BEGIN Supplied records

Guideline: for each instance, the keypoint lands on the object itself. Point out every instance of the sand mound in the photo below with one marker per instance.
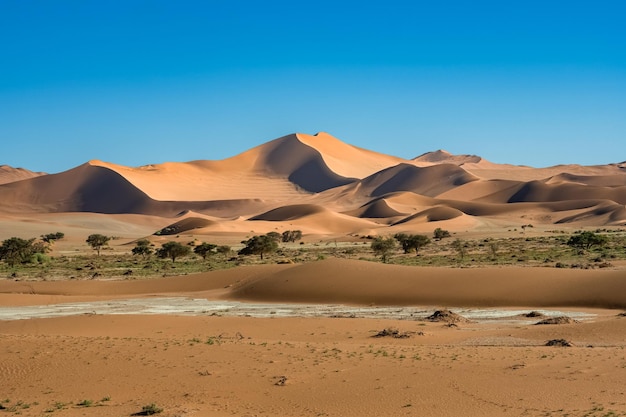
(595, 180)
(441, 156)
(185, 225)
(540, 191)
(9, 174)
(557, 320)
(347, 160)
(376, 209)
(447, 316)
(359, 282)
(435, 214)
(559, 343)
(286, 213)
(319, 171)
(428, 181)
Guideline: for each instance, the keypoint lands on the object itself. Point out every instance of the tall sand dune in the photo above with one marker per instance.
(321, 171)
(9, 174)
(360, 282)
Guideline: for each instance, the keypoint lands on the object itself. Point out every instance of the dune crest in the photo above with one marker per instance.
(318, 178)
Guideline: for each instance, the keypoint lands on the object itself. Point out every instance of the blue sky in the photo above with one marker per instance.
(135, 82)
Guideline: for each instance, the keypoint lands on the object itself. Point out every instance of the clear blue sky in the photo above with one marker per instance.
(136, 82)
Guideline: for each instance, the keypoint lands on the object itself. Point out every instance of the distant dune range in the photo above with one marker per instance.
(321, 185)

END Supplied records

Leave out every line before the one containing "of the distant". Transcribe that line and all lines after it through the end of the data above, exactly.

▶ **Solution**
Guideline: for each instance, the keypoint lands on the object itself. Point out every instance of the distant dune range in the photo above with one marker per instance.
(321, 185)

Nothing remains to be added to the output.